## [What is required]
Could you write out every entry exactly as it stands?

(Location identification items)
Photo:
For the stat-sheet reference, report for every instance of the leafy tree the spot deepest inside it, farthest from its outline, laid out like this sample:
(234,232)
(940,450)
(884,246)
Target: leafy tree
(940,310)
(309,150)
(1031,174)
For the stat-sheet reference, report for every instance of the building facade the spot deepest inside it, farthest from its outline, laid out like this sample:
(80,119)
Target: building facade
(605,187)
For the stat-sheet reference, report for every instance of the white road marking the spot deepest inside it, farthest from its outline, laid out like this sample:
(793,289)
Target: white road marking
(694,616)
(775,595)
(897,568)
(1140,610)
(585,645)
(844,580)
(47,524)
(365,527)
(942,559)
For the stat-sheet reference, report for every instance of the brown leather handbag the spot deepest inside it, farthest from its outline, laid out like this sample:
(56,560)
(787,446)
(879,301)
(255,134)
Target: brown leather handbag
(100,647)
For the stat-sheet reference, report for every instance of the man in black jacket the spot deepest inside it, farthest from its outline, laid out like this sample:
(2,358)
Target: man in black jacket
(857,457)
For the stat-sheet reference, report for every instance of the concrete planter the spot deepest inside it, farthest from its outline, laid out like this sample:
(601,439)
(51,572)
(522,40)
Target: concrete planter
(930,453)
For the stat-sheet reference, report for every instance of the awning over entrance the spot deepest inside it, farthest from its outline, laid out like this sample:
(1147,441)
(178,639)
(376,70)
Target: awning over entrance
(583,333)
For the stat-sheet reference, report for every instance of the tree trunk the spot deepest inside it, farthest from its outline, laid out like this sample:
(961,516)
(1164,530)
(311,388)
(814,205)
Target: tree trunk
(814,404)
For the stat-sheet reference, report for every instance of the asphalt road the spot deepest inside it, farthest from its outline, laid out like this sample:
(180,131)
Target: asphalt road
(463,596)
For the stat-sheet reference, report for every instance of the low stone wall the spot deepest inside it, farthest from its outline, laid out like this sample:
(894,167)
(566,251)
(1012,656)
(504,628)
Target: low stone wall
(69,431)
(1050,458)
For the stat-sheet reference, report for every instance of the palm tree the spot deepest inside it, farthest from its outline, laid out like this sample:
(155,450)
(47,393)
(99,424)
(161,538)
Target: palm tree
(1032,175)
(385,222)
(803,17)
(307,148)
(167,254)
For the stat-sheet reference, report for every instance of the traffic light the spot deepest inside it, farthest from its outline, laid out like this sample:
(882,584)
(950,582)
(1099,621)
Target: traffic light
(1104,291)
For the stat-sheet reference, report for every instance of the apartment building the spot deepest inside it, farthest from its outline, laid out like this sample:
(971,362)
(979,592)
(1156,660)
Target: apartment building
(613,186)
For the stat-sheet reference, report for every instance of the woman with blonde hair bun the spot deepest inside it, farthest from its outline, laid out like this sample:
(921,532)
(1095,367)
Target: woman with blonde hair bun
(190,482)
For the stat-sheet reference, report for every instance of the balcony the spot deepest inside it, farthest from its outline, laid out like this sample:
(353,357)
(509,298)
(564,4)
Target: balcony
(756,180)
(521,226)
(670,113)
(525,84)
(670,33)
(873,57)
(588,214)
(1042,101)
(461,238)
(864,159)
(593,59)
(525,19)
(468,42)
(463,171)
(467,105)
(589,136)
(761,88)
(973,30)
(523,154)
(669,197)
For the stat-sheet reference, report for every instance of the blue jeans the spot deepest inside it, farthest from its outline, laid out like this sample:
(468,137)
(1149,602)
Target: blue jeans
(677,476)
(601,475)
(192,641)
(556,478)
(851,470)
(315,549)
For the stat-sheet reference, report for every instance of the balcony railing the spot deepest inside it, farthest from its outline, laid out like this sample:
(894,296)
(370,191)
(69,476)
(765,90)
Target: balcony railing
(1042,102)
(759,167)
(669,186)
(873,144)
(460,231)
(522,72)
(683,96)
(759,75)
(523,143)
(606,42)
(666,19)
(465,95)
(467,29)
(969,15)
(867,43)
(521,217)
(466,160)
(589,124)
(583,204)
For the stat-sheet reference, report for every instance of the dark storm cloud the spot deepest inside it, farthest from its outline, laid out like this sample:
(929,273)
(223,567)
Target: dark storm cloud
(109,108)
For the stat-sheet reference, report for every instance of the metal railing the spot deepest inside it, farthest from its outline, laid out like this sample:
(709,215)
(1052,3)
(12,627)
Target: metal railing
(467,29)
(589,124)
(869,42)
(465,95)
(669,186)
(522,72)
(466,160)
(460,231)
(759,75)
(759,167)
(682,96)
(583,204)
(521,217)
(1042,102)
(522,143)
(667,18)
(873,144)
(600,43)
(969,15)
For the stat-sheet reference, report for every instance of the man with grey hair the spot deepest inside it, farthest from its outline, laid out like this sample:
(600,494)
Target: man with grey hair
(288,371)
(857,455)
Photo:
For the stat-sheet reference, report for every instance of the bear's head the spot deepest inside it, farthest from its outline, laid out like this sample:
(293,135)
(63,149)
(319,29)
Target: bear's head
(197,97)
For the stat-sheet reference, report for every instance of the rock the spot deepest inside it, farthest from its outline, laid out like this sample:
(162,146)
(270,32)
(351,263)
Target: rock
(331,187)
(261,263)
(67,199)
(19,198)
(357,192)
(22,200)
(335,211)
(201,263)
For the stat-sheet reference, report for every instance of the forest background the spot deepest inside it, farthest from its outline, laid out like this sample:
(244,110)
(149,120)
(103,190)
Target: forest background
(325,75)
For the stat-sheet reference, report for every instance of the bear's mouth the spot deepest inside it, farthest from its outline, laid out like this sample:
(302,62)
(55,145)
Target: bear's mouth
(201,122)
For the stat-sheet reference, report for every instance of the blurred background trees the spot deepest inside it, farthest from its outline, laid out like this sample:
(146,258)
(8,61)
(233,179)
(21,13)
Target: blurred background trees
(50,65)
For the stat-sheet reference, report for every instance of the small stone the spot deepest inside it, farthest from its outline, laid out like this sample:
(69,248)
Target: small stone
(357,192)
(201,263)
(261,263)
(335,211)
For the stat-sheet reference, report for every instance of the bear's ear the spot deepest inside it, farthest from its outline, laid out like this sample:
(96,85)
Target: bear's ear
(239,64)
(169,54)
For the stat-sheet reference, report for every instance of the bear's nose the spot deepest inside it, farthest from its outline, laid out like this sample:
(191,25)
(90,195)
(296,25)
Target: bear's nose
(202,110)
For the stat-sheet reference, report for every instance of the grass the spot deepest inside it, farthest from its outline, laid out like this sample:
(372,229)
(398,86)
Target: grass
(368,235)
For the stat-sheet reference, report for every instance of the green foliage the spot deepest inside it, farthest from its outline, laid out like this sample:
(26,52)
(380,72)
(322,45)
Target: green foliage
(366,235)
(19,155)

## [Completed task]
Photo:
For the stat-sheet reference, report for every instance of the leafy tree the spot deepest inside it, farthest from its outline, laid out like this sample:
(234,232)
(940,450)
(884,246)
Target: leafy tree
(940,310)
(309,150)
(1031,174)
For the stat-sheet reference, report for every instance of the building facade the spot deepest inside it, farthest from its outline, laid out like this sample:
(80,119)
Target: building facade
(605,187)
For the stat-sheet reference, report for every instance of the white road marking the spot deepest inside it, farthest from its outline, laid out like this sample:
(793,289)
Target: white road marking
(694,616)
(775,595)
(897,568)
(1140,610)
(585,645)
(844,580)
(47,524)
(365,527)
(942,559)
For the stat-sheet reference, report for every instance of the brown leather handbag the spot deepest inside it, farthest from its outline, laid out like this sample:
(56,560)
(787,446)
(879,301)
(255,134)
Target: brown leather handbag
(100,647)
For the stat-sheet reference, report for every instance of the man in black jacket the spot deepest inside it, farthest from its outline, laid out like this sample:
(2,358)
Target: man in black jacket
(857,457)
For the stat-sheet reference, report for every instance of the concrete planter the spot deepest inside it, farthest from its outline, laid out like this sample:
(601,439)
(51,572)
(522,40)
Target: concrete planter
(930,453)
For the stat-sheet reference, report for every instance of the awning over entrance the spot deepest inside it, farthest from its outline, laid out like this sample:
(1147,441)
(178,639)
(376,70)
Target: awning over entrance
(583,333)
For the stat-sheet reference, report for every instance of the tree trunk the spot deepest inside it, farthest from its outline, laid out like this sample:
(961,516)
(1164,530)
(311,388)
(814,205)
Target: tree trunk
(814,404)
For the stat-sheet reference, report for every instance of the asphalt road the spot deepest inside it, farthest from its outline, laid out like this sample:
(180,131)
Target: asphalt road
(463,596)
For the stat-sheet reference, report for every instance of the low stone wall the spot deepest inside it, farthest from its outline, laid out like this sample:
(894,167)
(566,251)
(1012,656)
(504,628)
Target: low stone wall
(69,431)
(1050,458)
For the stat-sheet reference, report for every instance of the palm tree the spot deepest inside it, farthest from its outline, laid out like this sample:
(155,450)
(47,393)
(99,424)
(161,538)
Target: palm tree
(1032,175)
(385,222)
(803,17)
(307,148)
(167,254)
For the stat-sheet reference, report for every instance of the traffic light the spot deepest inside it, farthest from its outline, laid out like this sample:
(882,584)
(950,582)
(1099,621)
Target: traffic light
(1104,291)
For the stat-sheet reference, report for every instance of the apartment building the spot deepest inside it, farthest from its outline, laid out like this sample:
(971,362)
(979,592)
(1156,660)
Target: apartment building
(613,186)
For the stat-sheet reference, report for every instance of the woman with blonde hair bun the spot deepest inside it, farthest from its outline, laid out like this sample:
(921,532)
(1095,367)
Target: woman with blonde hair bun
(190,482)
For the stat-sheet reference, report for every instance of the balcony the spot deepest inside it, farthest from its outline, laid out like this sample:
(353,357)
(509,298)
(564,4)
Target: balcony
(756,180)
(521,226)
(670,113)
(525,84)
(670,33)
(873,57)
(588,214)
(1042,101)
(461,238)
(864,159)
(593,59)
(525,19)
(468,42)
(463,171)
(467,105)
(589,136)
(761,88)
(973,30)
(523,154)
(669,197)
For the stat-sheet reference, report for every instance of the blue jeans the spot deepest inside it, farthest from its outline, laid out like this sample:
(468,137)
(1149,602)
Target: blue jeans
(677,476)
(601,475)
(192,641)
(556,478)
(851,470)
(315,549)
For the stat-sheet reference, report for every instance of the balcony railing the spot deepest inside it, farthest from its outline, laid out like this sample:
(894,296)
(370,191)
(69,476)
(765,90)
Target: balcony railing
(1042,102)
(759,167)
(669,186)
(873,144)
(460,231)
(522,72)
(683,96)
(759,75)
(523,143)
(606,42)
(666,19)
(465,95)
(467,29)
(969,15)
(867,43)
(521,217)
(466,160)
(589,124)
(583,204)
For the stat-sheet reference, report for every instance of the dark storm cloud the spot deepest inside it, farthest from its outline, laid out like this sample:
(929,273)
(223,567)
Target: dark storm cloud
(109,108)
For the stat-sheet reference, report for every instance of the metal railing the spot deepest inside it, farthest from its outline, laid out like this sample:
(709,215)
(1052,3)
(12,627)
Target: metal railing
(467,29)
(589,124)
(869,42)
(465,95)
(669,186)
(522,72)
(466,160)
(460,231)
(759,75)
(759,167)
(682,96)
(583,204)
(521,217)
(1042,102)
(522,143)
(667,18)
(873,144)
(600,43)
(969,15)
For the stat-sheet reference, report for every instance of the man with grey hair the spot deepest inside it, farthest from its outline, laid out like this sample:
(600,494)
Target: man with grey hair
(288,371)
(857,455)
Photo:
For the stat-sheet reference, report for every instance of the bear's head the spot deepest inside it, farthest from its outline, laid out like this sample:
(293,135)
(63,149)
(319,29)
Target: bear's head
(197,97)
For the stat-sheet reference, report for every instance of the rock the spot deepest inside it, farthest from its outline, laid out like this sample:
(162,146)
(270,32)
(351,263)
Target: rock
(331,187)
(261,263)
(67,199)
(19,198)
(357,192)
(22,200)
(335,211)
(201,263)
For the stat-sheet reference, report for every instance of the forest background the spot deepest inside it, farthest from its outline, laid out like this sample:
(244,110)
(149,120)
(103,190)
Target: forest background
(325,75)
For the stat-sheet reference, report for every instance of the bear's mouth the spot deepest inside it, farthest from its outline, laid out like this sample:
(302,62)
(55,145)
Target: bear's mouth
(201,122)
For the stat-sheet reference, report for every instance of the blurred background trees the spot deepest inside it, farthest from its outline, laid out like this sample:
(146,258)
(8,61)
(233,179)
(21,13)
Target: blurred background trees
(50,65)
For the stat-sheet reference, report for every instance of the small stone the spot deepest inside it, farthest from its outline, laid out like this sample:
(69,248)
Target: small stone
(357,192)
(201,263)
(261,263)
(335,211)
For the stat-sheet reference, report for every instance of the bear's ear the spot deepest inside it, farthest from its outline, laid out like this sample:
(96,85)
Target: bear's ear
(239,64)
(169,54)
For the stat-sheet reference, report for every instance of the bear's nose the spot deepest inside it, farthest from its outline, laid out like this sample:
(191,25)
(90,195)
(296,25)
Target: bear's nose
(202,110)
For the stat-sheet reference, report for every instance of the grass the spot deepest inside it, farthest from its outline, laid out like this sample:
(372,229)
(398,86)
Target: grass
(368,235)
For the stat-sheet reference, report for every instance of the green foliage the spot deepest inside it, farthest from its outline, laid out like this sample:
(26,52)
(380,72)
(322,45)
Target: green foliage
(366,235)
(19,155)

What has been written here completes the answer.